[Stored data]

==================================================

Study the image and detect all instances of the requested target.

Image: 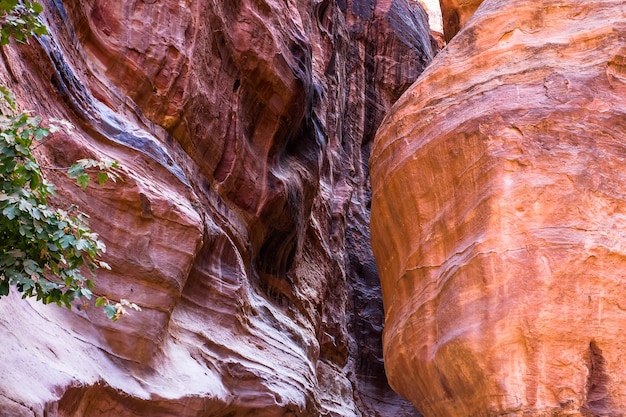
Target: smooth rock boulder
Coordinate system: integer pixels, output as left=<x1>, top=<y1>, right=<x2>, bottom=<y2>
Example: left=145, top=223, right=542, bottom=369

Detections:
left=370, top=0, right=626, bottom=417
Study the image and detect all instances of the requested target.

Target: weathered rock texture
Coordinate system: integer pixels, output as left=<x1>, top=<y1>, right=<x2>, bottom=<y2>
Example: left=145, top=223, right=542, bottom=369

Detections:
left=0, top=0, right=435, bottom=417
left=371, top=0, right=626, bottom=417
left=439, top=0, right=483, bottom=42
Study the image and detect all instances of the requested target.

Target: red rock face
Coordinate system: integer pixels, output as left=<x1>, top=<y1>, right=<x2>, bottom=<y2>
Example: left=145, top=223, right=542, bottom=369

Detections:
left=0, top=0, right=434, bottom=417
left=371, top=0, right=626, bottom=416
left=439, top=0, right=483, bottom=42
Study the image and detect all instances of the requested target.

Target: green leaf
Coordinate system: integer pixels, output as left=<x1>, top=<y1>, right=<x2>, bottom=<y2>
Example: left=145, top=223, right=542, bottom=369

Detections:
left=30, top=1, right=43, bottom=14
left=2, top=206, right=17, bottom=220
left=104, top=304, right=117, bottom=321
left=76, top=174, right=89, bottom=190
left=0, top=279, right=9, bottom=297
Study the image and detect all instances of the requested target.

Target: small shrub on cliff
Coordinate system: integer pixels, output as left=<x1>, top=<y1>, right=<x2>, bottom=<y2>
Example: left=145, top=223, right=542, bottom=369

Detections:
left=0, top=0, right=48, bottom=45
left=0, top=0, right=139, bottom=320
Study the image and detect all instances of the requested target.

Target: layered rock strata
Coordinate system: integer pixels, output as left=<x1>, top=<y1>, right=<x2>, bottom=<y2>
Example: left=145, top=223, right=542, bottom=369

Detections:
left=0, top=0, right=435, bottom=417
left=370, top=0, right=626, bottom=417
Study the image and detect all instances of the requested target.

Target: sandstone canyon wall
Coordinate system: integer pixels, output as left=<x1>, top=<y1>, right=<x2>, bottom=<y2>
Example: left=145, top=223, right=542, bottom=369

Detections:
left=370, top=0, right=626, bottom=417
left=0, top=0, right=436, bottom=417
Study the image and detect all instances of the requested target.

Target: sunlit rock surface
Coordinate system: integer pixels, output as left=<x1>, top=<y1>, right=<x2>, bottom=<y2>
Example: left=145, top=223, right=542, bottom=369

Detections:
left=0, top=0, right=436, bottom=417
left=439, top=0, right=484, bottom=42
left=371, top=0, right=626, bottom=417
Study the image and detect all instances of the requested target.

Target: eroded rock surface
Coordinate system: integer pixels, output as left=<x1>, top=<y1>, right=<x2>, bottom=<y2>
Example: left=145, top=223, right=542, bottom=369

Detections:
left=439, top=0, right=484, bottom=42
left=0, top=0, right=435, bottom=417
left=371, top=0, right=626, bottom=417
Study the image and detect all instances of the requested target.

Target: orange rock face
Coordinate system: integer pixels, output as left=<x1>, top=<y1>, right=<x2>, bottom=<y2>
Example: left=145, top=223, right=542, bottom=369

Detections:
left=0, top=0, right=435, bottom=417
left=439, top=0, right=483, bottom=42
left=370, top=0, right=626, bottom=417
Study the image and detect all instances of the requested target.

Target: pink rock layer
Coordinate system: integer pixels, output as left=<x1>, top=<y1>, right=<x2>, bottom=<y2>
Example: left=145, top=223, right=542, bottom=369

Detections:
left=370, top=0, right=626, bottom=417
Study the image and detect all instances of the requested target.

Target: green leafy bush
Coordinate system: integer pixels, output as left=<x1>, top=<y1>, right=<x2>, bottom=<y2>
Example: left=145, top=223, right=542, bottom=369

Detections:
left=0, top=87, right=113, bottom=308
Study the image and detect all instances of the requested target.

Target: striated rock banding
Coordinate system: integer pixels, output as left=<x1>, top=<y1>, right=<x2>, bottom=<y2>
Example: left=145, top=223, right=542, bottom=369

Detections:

==================================================

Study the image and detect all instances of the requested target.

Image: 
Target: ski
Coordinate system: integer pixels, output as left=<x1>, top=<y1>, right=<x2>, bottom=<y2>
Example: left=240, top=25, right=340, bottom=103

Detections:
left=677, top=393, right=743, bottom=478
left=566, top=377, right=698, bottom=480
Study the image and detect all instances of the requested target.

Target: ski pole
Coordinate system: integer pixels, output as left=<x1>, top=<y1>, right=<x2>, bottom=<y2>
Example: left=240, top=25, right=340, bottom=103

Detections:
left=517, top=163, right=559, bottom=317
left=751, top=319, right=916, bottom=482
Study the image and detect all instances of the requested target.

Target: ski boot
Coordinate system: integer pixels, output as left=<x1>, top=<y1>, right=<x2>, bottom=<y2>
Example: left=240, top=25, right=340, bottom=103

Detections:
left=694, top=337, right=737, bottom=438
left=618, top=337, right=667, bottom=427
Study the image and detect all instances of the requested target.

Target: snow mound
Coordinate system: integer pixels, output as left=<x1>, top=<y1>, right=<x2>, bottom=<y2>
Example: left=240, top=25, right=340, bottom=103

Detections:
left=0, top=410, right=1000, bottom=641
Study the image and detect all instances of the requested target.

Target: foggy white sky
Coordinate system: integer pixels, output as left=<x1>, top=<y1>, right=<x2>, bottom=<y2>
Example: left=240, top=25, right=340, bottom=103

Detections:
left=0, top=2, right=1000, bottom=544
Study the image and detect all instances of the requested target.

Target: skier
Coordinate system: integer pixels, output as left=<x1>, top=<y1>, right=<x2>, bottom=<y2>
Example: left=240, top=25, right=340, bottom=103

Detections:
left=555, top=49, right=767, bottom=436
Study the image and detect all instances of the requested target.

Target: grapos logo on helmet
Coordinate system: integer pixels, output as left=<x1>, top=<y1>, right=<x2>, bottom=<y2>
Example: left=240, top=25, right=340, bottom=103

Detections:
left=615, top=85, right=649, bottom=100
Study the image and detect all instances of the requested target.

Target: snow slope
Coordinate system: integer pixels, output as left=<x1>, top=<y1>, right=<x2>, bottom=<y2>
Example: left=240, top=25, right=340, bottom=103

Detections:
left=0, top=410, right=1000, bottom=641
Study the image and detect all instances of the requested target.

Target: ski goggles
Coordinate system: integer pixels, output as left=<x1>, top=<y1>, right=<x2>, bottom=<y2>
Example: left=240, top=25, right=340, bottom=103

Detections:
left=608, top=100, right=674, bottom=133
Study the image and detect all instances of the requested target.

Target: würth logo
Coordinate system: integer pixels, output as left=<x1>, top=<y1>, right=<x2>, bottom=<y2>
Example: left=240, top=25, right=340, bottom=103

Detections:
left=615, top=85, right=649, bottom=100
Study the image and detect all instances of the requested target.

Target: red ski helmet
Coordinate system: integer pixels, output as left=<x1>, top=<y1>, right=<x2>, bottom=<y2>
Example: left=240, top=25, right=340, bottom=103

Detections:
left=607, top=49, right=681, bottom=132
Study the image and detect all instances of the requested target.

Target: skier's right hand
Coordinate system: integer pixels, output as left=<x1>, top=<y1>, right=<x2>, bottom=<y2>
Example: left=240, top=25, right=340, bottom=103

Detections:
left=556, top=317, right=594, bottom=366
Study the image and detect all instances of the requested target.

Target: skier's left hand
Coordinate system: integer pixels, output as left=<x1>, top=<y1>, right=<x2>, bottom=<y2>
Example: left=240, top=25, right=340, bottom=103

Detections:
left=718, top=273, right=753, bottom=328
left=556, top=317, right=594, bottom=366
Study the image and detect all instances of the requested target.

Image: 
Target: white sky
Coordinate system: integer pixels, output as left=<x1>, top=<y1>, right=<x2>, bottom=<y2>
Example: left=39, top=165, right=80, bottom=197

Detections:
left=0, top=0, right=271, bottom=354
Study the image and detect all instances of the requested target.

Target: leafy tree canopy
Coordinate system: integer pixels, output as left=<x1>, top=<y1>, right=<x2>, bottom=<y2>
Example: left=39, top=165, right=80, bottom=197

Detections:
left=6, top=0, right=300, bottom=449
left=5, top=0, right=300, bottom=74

==================================================

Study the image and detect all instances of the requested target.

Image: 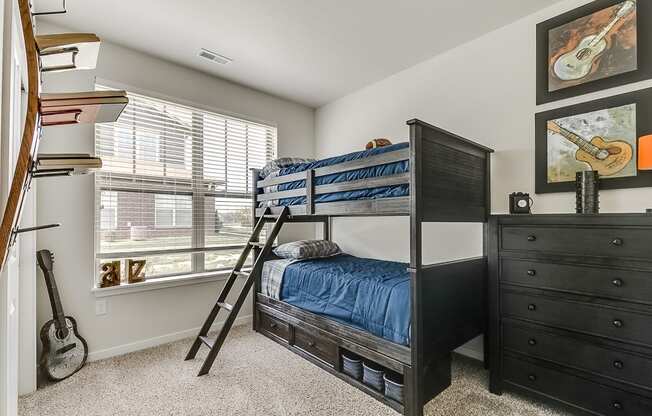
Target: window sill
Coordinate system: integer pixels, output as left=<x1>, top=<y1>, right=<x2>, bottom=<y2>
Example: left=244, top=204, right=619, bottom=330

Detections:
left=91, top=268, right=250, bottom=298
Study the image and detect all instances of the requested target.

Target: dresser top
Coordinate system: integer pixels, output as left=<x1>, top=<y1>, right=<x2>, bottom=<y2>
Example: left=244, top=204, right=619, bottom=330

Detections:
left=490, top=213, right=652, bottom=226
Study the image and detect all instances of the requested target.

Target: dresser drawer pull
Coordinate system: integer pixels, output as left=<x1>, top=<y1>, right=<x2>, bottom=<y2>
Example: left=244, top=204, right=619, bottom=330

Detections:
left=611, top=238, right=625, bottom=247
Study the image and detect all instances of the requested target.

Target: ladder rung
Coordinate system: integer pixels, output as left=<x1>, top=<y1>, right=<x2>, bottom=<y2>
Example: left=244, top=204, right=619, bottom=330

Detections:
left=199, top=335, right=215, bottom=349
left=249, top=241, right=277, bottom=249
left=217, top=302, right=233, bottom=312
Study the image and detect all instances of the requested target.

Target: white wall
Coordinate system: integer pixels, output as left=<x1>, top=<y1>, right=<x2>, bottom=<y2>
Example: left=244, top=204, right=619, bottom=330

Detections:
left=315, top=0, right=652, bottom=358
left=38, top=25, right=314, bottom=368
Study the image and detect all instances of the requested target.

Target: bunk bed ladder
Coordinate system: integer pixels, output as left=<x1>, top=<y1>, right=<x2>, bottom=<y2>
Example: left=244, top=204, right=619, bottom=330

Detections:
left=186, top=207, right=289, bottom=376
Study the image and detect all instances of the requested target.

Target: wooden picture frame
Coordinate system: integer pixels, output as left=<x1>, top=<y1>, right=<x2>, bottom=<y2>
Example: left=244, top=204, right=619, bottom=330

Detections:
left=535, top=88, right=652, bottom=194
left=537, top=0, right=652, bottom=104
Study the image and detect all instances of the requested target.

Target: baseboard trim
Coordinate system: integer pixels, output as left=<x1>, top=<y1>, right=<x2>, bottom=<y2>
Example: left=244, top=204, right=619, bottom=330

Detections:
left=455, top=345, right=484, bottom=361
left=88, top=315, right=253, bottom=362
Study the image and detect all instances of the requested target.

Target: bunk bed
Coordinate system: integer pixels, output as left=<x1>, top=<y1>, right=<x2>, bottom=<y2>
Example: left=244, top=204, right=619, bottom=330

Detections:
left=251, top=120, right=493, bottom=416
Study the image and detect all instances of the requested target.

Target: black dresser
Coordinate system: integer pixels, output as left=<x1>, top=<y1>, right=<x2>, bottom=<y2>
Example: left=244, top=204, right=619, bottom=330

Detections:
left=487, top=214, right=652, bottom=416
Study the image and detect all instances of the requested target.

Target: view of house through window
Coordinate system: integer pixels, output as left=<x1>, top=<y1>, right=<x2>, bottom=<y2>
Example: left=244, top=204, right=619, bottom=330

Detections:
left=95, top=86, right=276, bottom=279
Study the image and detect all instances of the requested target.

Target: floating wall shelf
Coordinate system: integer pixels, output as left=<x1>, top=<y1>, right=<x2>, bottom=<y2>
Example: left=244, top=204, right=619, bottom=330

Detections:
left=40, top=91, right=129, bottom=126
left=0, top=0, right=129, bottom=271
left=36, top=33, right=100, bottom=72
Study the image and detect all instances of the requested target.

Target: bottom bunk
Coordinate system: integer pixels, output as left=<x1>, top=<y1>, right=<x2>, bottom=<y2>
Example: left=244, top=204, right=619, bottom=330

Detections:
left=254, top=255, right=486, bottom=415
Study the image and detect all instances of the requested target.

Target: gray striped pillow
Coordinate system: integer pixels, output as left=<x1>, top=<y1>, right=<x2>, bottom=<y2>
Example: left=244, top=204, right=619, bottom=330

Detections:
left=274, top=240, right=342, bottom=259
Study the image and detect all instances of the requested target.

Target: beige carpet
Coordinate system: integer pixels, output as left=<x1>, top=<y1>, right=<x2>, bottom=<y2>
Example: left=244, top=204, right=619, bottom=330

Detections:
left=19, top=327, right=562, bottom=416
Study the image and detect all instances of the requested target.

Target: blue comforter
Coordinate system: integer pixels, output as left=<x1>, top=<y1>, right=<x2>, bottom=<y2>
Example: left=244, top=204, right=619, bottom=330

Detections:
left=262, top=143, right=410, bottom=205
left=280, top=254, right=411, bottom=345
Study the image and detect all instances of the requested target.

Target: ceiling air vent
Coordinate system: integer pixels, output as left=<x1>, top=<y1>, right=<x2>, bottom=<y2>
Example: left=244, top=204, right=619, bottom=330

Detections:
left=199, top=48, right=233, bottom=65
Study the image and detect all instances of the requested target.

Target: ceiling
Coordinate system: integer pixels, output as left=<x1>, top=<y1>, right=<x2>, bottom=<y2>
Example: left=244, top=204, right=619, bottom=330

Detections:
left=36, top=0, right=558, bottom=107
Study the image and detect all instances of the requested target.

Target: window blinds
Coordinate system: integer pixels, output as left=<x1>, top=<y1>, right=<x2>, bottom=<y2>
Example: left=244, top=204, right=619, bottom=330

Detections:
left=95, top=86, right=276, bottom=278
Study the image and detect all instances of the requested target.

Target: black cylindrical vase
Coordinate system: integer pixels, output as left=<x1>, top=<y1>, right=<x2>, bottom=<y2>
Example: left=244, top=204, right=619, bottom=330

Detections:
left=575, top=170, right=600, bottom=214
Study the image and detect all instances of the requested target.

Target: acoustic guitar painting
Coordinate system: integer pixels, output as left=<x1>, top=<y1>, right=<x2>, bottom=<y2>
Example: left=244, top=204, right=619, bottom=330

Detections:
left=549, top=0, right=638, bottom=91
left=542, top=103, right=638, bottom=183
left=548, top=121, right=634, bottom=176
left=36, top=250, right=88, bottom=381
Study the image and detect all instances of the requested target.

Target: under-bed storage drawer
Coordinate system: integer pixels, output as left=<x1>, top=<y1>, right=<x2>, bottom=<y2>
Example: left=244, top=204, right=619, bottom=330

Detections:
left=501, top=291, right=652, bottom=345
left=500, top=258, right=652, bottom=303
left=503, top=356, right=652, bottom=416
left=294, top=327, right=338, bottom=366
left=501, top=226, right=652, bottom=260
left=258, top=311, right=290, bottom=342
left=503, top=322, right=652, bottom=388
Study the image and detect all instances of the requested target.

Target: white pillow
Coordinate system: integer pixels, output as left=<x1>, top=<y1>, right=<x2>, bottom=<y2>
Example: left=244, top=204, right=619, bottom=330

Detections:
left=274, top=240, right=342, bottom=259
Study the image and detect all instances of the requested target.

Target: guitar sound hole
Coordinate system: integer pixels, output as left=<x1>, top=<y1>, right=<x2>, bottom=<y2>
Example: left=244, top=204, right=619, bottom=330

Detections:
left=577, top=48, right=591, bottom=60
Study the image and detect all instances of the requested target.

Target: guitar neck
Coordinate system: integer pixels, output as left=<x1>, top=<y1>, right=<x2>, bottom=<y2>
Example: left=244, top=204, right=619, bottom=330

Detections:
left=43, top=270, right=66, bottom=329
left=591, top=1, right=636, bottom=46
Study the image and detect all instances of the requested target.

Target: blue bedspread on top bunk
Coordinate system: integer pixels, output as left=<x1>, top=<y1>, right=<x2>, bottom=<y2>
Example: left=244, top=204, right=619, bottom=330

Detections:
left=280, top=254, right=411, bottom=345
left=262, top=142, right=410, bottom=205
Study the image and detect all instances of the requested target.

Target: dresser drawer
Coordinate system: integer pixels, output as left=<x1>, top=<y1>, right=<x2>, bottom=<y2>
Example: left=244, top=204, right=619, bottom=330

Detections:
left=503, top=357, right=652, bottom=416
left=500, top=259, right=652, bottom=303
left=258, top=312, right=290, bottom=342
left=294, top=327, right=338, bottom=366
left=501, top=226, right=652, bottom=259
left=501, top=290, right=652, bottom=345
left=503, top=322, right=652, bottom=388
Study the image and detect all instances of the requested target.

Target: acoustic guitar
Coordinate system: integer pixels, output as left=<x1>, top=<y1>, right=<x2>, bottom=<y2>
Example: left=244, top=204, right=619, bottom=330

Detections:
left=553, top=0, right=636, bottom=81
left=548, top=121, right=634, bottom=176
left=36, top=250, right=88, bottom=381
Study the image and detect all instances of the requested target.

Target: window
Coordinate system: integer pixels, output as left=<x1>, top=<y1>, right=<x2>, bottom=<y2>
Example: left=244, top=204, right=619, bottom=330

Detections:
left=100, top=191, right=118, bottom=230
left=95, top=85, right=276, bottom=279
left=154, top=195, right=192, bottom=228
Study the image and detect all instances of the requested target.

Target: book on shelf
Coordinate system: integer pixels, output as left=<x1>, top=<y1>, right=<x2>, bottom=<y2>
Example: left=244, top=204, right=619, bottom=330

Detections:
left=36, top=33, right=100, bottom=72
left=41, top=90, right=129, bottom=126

==================================================

Stated goal – Select every line of the stored data above that contains the string "window", matching case exactly, and copy those lines out.

Full solution –
Target: window sill
Target: view of house through window
Target: window blinds
Target: window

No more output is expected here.